Data for processing |
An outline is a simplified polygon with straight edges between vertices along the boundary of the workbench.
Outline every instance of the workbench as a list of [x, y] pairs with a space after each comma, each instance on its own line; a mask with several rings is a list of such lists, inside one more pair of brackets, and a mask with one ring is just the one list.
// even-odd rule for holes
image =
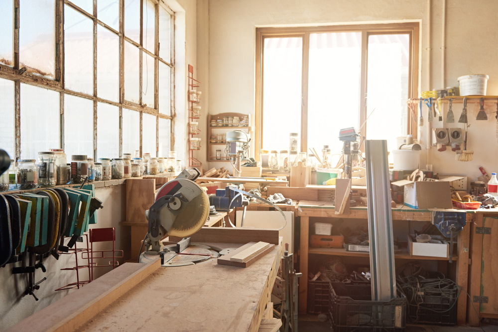
[[[275, 231], [229, 231], [238, 240], [264, 240], [269, 233], [271, 238], [278, 238]], [[240, 235], [234, 236], [234, 231]], [[199, 233], [198, 238], [213, 234]], [[219, 238], [223, 241], [227, 236]], [[268, 328], [273, 324], [278, 328], [279, 320], [261, 322], [283, 254], [281, 238], [277, 242], [272, 251], [245, 268], [218, 265], [216, 259], [172, 268], [161, 267], [160, 260], [126, 263], [7, 331], [276, 331]], [[202, 244], [219, 249], [243, 245]]]

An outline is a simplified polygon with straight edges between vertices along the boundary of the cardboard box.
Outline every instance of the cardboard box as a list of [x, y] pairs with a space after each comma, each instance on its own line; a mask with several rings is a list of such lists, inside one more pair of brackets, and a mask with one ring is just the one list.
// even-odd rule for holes
[[392, 184], [404, 187], [403, 204], [413, 209], [453, 209], [450, 183], [463, 177], [452, 176], [439, 181], [402, 180]]
[[414, 234], [408, 235], [408, 250], [411, 256], [428, 256], [449, 258], [450, 245], [442, 236], [431, 235], [430, 242], [421, 243], [415, 239]]

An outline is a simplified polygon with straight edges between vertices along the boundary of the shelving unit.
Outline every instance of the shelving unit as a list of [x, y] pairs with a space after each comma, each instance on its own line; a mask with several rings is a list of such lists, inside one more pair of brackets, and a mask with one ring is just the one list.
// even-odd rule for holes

Your instructions | Reproduce all the entries above verbatim, line for line, omitting the image.

Completed exercise |
An outline is a simplified polygon with straight edges between vertices along the boundary of the workbench.
Outline every instance of the workbench as a list of [x, y] pairs with a space after each comma, each instance on its own line; a mask with several rings is a list of such lists, inside one more pair of brackets, and a mask with one ring is just the one list.
// even-odd rule for holes
image =
[[[275, 231], [229, 231], [238, 240], [264, 240], [269, 233], [271, 238], [278, 238]], [[240, 235], [234, 236], [234, 231]], [[199, 233], [198, 238], [213, 234]], [[219, 238], [223, 241], [227, 236]], [[268, 328], [273, 324], [278, 328], [279, 320], [261, 322], [283, 254], [281, 238], [277, 242], [272, 251], [245, 268], [218, 265], [216, 259], [172, 268], [161, 267], [160, 260], [126, 263], [7, 331], [276, 331]], [[202, 244], [219, 249], [243, 245]]]

An outline is a simplified polygon with straight edges between vertices along the boundary of the cardboard box.
Outline every instance of the cardboard box as a list of [x, y] pairs with a space after each comma, each instance on its own line; a mask with several rings is a list of such lists, inside one more pair of brackets, and a mask with one ring is just the one list.
// even-odd rule for holes
[[392, 184], [404, 187], [403, 204], [413, 209], [453, 209], [450, 183], [463, 177], [452, 176], [439, 181], [402, 180]]
[[414, 234], [408, 235], [408, 250], [411, 256], [428, 256], [449, 258], [450, 245], [442, 236], [431, 235], [430, 242], [421, 243], [415, 239]]

An outline is a simplified polygon with straight edges between vertices along the boundary of the shelving unit.
Outline every instance of the shelving unit as a list of [x, y] pairs with a space after each comma, each instance on its own line; a mask with several rings is a list of such lists, inside one more pair of brackets, and a mask with one ring is just the one list.
// even-odd rule for holes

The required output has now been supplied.